THE DATA:

____

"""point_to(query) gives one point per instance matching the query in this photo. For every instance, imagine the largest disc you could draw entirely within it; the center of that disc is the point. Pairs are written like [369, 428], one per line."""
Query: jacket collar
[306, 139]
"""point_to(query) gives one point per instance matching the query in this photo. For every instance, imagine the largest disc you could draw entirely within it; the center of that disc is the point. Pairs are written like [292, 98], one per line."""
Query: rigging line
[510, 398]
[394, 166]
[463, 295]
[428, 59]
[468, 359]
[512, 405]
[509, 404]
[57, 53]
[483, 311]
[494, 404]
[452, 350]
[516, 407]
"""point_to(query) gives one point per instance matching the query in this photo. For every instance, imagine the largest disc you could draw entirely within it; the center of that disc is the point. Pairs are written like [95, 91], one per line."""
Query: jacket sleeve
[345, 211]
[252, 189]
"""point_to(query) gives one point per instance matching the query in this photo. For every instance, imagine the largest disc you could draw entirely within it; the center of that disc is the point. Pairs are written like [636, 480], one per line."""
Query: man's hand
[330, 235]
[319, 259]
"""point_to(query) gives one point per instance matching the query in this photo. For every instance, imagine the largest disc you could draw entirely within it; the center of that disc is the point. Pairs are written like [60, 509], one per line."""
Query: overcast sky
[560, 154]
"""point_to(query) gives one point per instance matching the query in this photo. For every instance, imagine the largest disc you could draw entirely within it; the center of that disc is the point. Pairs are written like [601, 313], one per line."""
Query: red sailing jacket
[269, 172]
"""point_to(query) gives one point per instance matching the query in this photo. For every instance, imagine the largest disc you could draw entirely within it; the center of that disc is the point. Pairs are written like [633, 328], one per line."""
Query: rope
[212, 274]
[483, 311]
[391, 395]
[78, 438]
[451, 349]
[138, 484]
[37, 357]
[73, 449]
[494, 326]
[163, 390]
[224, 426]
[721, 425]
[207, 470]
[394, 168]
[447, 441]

____

Working from the material above, retype it in its entirety without change.

RESULT OF THE TASK:
"""point_to(query) gives one point per instance matching the query in this photo. For every instance, imagine the largest disc you could draw entirely within it; the center of that disc is the point. Pairs are written like [369, 428], one per line."""
Query: jacket collar
[306, 139]
"""point_to(query) gives one point per instance matching the query in this photo. For every instance, imagine the largest disc you could draw entirely within it; the center of that disc is the point. Pairs are written like [292, 98], one per line."""
Query: rigging line
[510, 398]
[394, 166]
[463, 295]
[428, 59]
[468, 359]
[512, 405]
[509, 404]
[57, 53]
[483, 311]
[494, 404]
[452, 350]
[516, 407]
"""point_to(query) gives one point per instance matching the query in this photo. For every instance, imagine the largest disc you could draw entirely within it; the center of that disc is the point. Pairs are written like [95, 91], one per line."""
Query: jacket sleeve
[345, 211]
[252, 189]
"""point_to(query) gives one point per instance matching the query in this photo. For every instance, imagine the largest disc you could draw entirely within it; the center of that disc is the point. Pairs are written like [636, 480], one per line."""
Query: man's hand
[330, 235]
[319, 259]
"""point_to(query) gives one point per instance matching the query in this photo. For every instance, imagine the largest disc you could draw entirely within it; the center of that disc is the point. Pairs are written like [60, 509], one per line."""
Query: overcast sky
[560, 154]
"""point_to(query) gives one point per instance matching the query in this photo. For every instance, imagine the largest disc you could draw entirely within it; the center of that disc is the point. Pairs are written like [601, 313], one per line."""
Query: red sailing jacket
[269, 172]
"""point_to(query) gives one point per instance matching the query in this photo. For every instance, imagine the largest disc you could draw entirely within it; the center of that disc is the point. Pairs are written like [633, 328], one per line."""
Query: rope
[212, 274]
[483, 311]
[391, 395]
[78, 438]
[451, 349]
[138, 484]
[37, 357]
[73, 449]
[494, 326]
[163, 390]
[224, 426]
[721, 425]
[207, 470]
[394, 168]
[447, 441]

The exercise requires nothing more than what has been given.